International Enexco Acquired by Denison Mines Corp.
09.06.2014 | Marketwired
VANCOUVER, BRITISH COLUMBIA -- (Marketwired - Jun 9, 2014) - International Enexco Ltd. (TSX VENTURE:IEC) (OTCQX:IEXCF)(FRANKFURT:I6E) (the "Company" or "IEC") is pleased to announce that the previously disclosed acquisition of the Company by Denison Mines Corp. ("Denison") by way of plan of arrangement (the "Arrangement") was completed on June 6, 2014. Pursuant to the Arrangement, Denison has acquired all of the outstanding common shares of the Company ("IEC Shares") that it did not aready own, with the Company spinning out its U.S. assets into a former subsidiary of the Company ("Spinco").
The Transaction
Under the Arrangement, each IEC Share was exchanged for 0.26 of a Denison common share, one common share of Spinco, and one-half of a warrant to acquire an additional Spinco share, exercisable for 6 months at a price of $5.00 for each whole share to be acquired. Any outstanding warrants and options of IEC were automatically exchanged for options and warrants of Denison and Spinco. All options and warrants of Denison have been adjusted by reference to the exchange ratio of 0.26. The Denison options received as a result of this exchange will expire in 90 days, and the Denison warrants expire in accordance with the expiry dates of the original IEC warrants.
Trading of the Company's shares was halted at the Company's request at close of market on June 6, 2014, and IEC Shares are expected to remain halted until it is de-listed on June 10, 2014. Any IEC Shares traded prior to the trading halt that have not yet settled represent only an entitlement to receive the consideration under the Arrangement, as described above. IEC will apply to cease to be a reporting issuer under the securities laws of British Columbia and Alberta as soon as possible.
IEC shareholders who have not yet done so are encouraged to tender any remaining IEC shares by contacting Computershare Investor Services Inc. toll free at 1-800-564-6253 or by email at corporateactions@computershare.com.
Additional information on the Arrangement may be found in the Company's filings on www.sedar.com including the Company's information circular dated May 2, 2014 and the arrangement agreement between the Company and Denison dated April 11, 2014.
The Copper Arrangement
On June 5, 2014, as a pre-completion step to the Arrangement, the Company transferred all of the issued and outstanding securities of its wholly owned subsidiary, Enexco International Inc. ("EIC"), holding the Contact Copper Project in Nevada, to Spinco along with certain intercompany debt between the Company and EIC.
On June 3, 2014, the Company announced that Spinco and the Company had entered into a definitive arrangement agreement with respect to the previously announced letter of intent dated March 19, 2014.
Additional information on the Copper Arrangement may be found in the Company's filings on www.sedar.com or by calling 604-669-8368.
Cautionary Statements:
Trading in the securities of exploration and development stage resource companies should be considered highly speculative.

● ● ● ●

__Request 1__:
Answer these from the acquisition notice:
(a) On what date was the Arrangement completed?
(b) For what fraction of a Denison common share was each IEC Share exchanged?
(c) Which project does Enexco International Inc. hold?
__Request 2__: Please print the acquisition notice from "IEC shareholders who" to "email at corporateactions@computershare.com.".
Use only the acquisition notice for your answers.

● ● ● ●

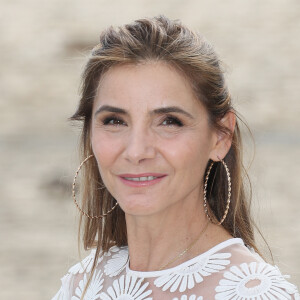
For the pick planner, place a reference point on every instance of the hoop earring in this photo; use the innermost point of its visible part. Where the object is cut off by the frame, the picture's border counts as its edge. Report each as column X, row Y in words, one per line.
column 205, row 192
column 74, row 197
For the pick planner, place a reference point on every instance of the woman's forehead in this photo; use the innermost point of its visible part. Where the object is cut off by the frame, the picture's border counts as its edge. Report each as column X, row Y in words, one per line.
column 152, row 84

● ● ● ●

__Exercise response 1__:
(a) June 6, 2014
(b) 0.26
(c) The Contact Copper Project in Nevada

__Exercise response 2__:
IEC shareholders who have not yet done so are encouraged to tender any remaining IEC shares by contacting Computershare Investor Services Inc. toll free at 1-800-564-6253 or by email at corporateactions@computershare.com.